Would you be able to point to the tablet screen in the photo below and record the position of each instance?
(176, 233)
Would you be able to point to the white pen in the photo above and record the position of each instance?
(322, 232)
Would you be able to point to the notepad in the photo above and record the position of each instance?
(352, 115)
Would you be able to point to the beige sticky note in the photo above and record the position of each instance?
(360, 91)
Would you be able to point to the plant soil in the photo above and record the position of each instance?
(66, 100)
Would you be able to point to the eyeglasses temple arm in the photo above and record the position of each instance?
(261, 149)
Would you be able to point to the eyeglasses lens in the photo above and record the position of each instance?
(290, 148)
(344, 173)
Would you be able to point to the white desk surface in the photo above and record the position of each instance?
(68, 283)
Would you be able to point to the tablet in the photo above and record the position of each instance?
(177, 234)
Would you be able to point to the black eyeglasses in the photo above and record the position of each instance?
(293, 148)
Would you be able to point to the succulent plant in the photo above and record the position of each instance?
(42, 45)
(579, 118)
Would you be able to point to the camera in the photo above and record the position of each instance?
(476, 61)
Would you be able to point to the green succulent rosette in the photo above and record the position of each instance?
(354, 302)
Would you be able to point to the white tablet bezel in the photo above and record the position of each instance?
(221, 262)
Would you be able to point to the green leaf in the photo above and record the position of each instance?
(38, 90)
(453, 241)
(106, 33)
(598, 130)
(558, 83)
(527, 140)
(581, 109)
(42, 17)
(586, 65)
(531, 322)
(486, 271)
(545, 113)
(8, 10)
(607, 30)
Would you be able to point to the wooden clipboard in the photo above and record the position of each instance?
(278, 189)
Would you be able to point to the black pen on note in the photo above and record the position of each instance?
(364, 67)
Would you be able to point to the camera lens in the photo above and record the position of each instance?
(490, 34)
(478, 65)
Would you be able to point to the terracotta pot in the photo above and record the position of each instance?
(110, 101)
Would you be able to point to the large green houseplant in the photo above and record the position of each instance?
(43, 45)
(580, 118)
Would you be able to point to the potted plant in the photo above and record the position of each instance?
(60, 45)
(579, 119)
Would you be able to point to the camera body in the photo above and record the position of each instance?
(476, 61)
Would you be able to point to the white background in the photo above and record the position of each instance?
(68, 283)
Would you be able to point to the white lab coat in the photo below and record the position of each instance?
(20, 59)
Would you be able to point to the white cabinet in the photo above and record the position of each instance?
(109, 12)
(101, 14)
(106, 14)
========================================================================
The records above should be reproduced in full, exactly as they read.

Would you be able to point to the tablet screen in the photo below and record the position of each instance?
(176, 233)
Would you be able to point to the white pen in the photo above and record the position of each instance?
(322, 232)
Would you be able to point to the notepad in the photo above and record the position of each instance?
(352, 115)
Would you be able to point to the beige sticky note in the photo above and record the position of each instance?
(360, 91)
Would you be able to point to the plant soil in the photo above and record the position of each instance?
(66, 100)
Would you be able to point to the eyeglasses temple arm in the photo above and record the position of each instance?
(261, 149)
Would you be able to point to the eyeglasses lens in the photo above and record the position of each instance?
(290, 148)
(344, 173)
Would you be able to point to the white desk surface in the photo above and record the position of each instance?
(68, 283)
Would you be able to point to the tablet in the photo above and record the position of each instance?
(177, 234)
Would you be able to point to the black eyeglasses in the photo above and record the position of each instance?
(293, 148)
Would you be able to point to the succulent plant in the photo above and record the position of each instance?
(42, 45)
(579, 118)
Would you be able to point to the camera in the photo above and record the position of each instance?
(476, 61)
Would you be able to point to the green succulent rosette in the photo above and record the position of each instance?
(354, 302)
Would you be able to point to the white tablet bezel in the photo above and record the position of each instance?
(221, 262)
Would you be able to point to the green leaf in the photo above and record the position of each instance?
(38, 90)
(453, 241)
(106, 33)
(598, 130)
(558, 83)
(527, 140)
(581, 109)
(42, 17)
(586, 65)
(531, 322)
(486, 271)
(545, 113)
(8, 10)
(607, 30)
Would you be able to point to the wooden clipboard in the photo above and record the position of each instance?
(278, 189)
Would you be able to point to the black pen on note in the photo above and record the position of each instance?
(364, 67)
Would you be able to point to the camera lens in the photo above and record the position of each instance?
(490, 34)
(478, 65)
Would you be able to point to the terracotta pot in the photo above and record the position of each instance?
(110, 101)
Would you be able to point to the large green houseplant in the photo above and record the position of each instance?
(43, 45)
(580, 118)
Would you be able to point to the potted plant in the photo above and record the position of each instance?
(60, 45)
(579, 119)
Would you be able to point to the camera body in the photo above and record the position of each instance?
(476, 61)
Would you be able to point to the white background in the photo above and record the position of each instance?
(68, 283)
Would you be able to point to the white lab coat in the photo below and record the position of each instance?
(20, 59)
Would you be able to point to the white cabinet in the photo above and record the position of each instance?
(109, 12)
(101, 14)
(106, 14)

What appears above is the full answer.